Selected excerpt:
* Begin *
# Rant!!



## BWilson (Mar 16, 2010)

I filled out the application for this dog from the "Livingston County Humane Society" and was turned down for adoption because my 5 yr old female isn't spayed! WHAT!! The dog is neutered and therefore we can't breed him. We've had her since she was 10 weeks old and never bred her. Even when we had an intact male with us for 3 years, we didn't breed her. They say it is their "policy" that all dogs in the home must be fixed because of all the unwanted dogs out there. What a load of crap. You can insist the adoptee is to be fixed, but a dog that is not under your control or ownership!? We really wanted to save a rescue GSD but these organizations make it too dang hard, so screw them. We'll just go buy another dog from a breeder. Sorry, just had to get it off my chest. I'm really pissed off about this.
















  
* Magnum
*

*German Shepherd Dog: An adoptable dog in Howell, MI  *

Large • Adult • Male 








 http://www.facebook.com/sharer.php?...-German%20Shepherd%20Dog-Dog-Howell-MI&src=sp 


My name is Magnum. I'm a 6 1/2 year old purebred GSD. I am fine with other animals as well as kids. I have always had some separation issues but my family decided they were unwilling to try to work with me or get me neutered to alleviate some of my anxiety. I am house trained and do need to be kept in a fiberglass only type of crate when left alone. The wire crates are not recommended for dogs with separation anxiety and they can actually be quite dangerous. I am well-trained and have excellent house manners. I have been around all ages of kids, too. I haven't lived with other animals but would do fine in a home with them.


----------



## ponyfarm (Apr 11, 2010)

They have their rules..it makes it very difficult sometimes. Spay/Nueter is usuallly the heart of every rescue tho! But, they can be rude and unwielding. They have a different perspective than us. Keep trying if you want to rescue
I have always done rescues..but this last attempt tried my every nerve and I went out and bought a puppy. (and he is a cutie pie!)


----------



## Shade (Feb 20, 2012)

My parents were adopting a kitten from the local humane society, they picked the kitten and were filling out the paperwork when then came to the question regarding declawing. My parents have always declawed their cats and my mom looked at the adoption worker and told her she wanted to declaw her and the worker told her she couldn't adopt her then

My mom actually turned to the worker and said, "so if I just check off the no box, you'll adopt her to me because how on earth are you going to know." The worker just looked at her and said "yes" so my mom checked off the no box saying she wasn't going to declaw her and took her home minutes later. When she was booked for her spay they paid to have her declawed, end of story 

Policies make sense sometimes and not other times, life isn't always black and white


----------



## GsdLoverr729 (Jun 20, 2010)

I'm against declawing. But that's just me. I have no issue with someone else making that decision, it's their choice.
But rescues and shelters can be ridiculous. I say keep trying if you want to rescue


----------



## martemchik (Nov 23, 2010)

Maybe not the most ethical or moral response, but next time just mark that she's spayed. Lucky for you that you have a female and no one can check for sure.


----------



## jakes mom (Feb 29, 2012)
* End *
Items stored in a collection:
* Begin *
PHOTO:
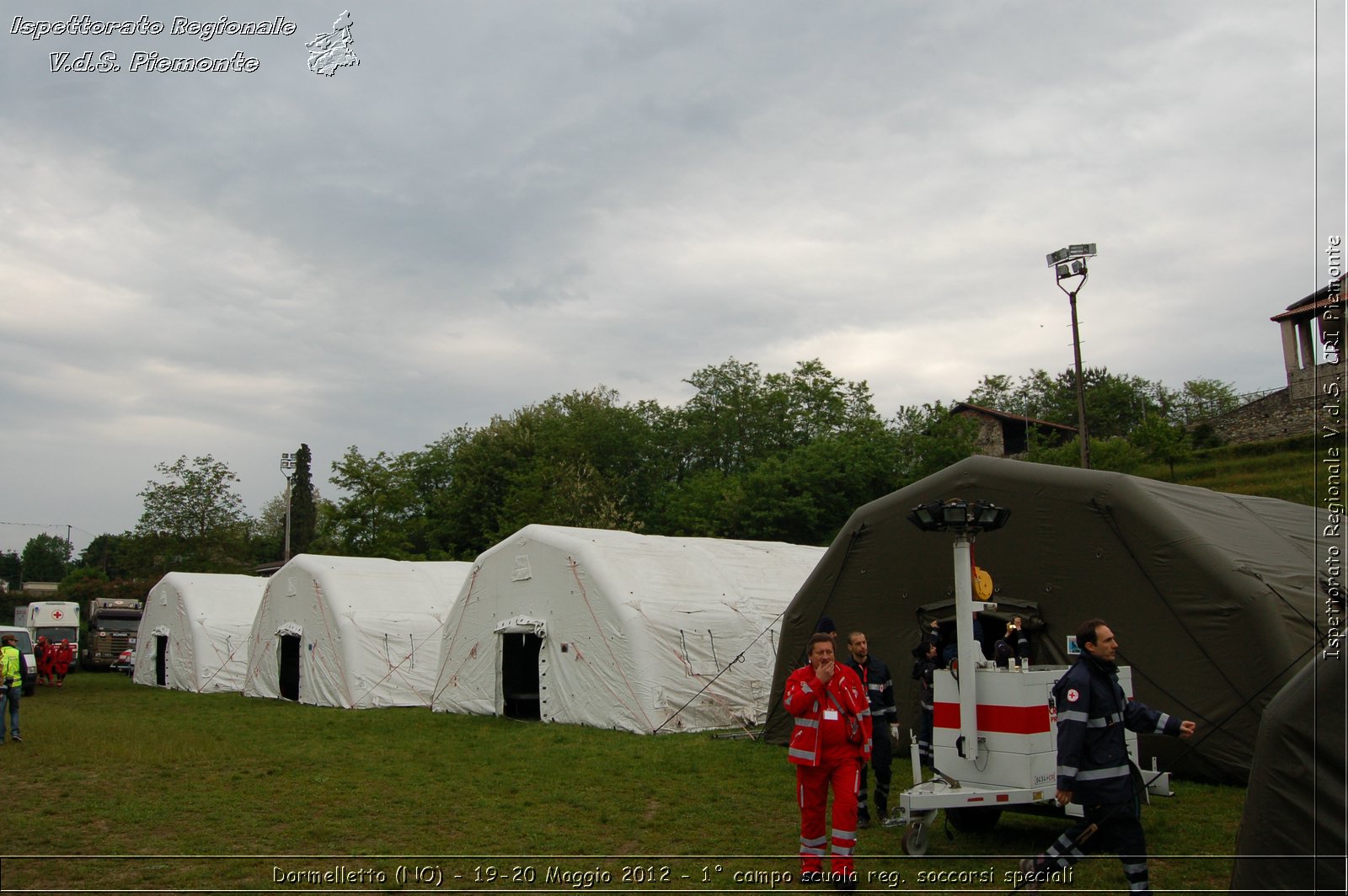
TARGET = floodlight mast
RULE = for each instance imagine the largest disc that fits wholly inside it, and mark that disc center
(287, 469)
(1069, 263)
(964, 520)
* End *
Continue the forum thread about the humane society's spay policy, picking it up at the point where it ends.

Task result:
I agree rescues are their own worst enemies at time. My daughter wasn't allowed a dog because she worked 5 hours daily mon-fri. 

Shade

I'm curious as to why you'd have a cat declawed? 
___________
Sue


----------



## GsdLoverr729 (Jun 20, 2010)

jakes mom said:


> I'm curious as to why you'd have a cat declawed?
> ___________
> Sue


The people I know that declaw do so to prevent scratching and destruction of furniture. I myself am a fan of cat trees and scratching posts, but those are reasons I have heard. I also had someone declaw their cat because it was attacking their dog.


----------



## Shade (Feb 20, 2012)

jakes mom said:


> Shade
> 
> I'm curious as to why you'd have a cat declawed?
> ___________
> Sue


They had too many pieces of furniture damaged by cats. 

Personally my two cats have their claws and I just clip them with nail clippers once a month, I've been doing it since they were babies so they don't have a issue and I use a big cat tree and several small posts


----------



## GsdLoverr729 (Jun 20, 2010)

Shade said:


> Personally my two cats have their claws and I just clip them with nail clippers once a month, I've been doing it since they were babies so they don't have a issue and I use a big cat tree and several small posts


:thumbup:


----------



## jakes mom (Feb 29, 2012)

GsdLoverr729 said:


> The people I know that declaw do so to prevent scratching and destruction of furniture. *I myself am a fan of cat trees and scratching posts,* but those are reasons I have heard. I also had someone declaw their cat because it was attacking their dog.


I'm with you on that one. 
______________
Sue


----------



## Anitsisqua (Mar 25, 2012)

A friend of mine had to have her cat declawed because he wouldn't stop scratching her baby. Trimming didn't stop it. 

I agree that it's a drastic measure, but sometimes I can see the need.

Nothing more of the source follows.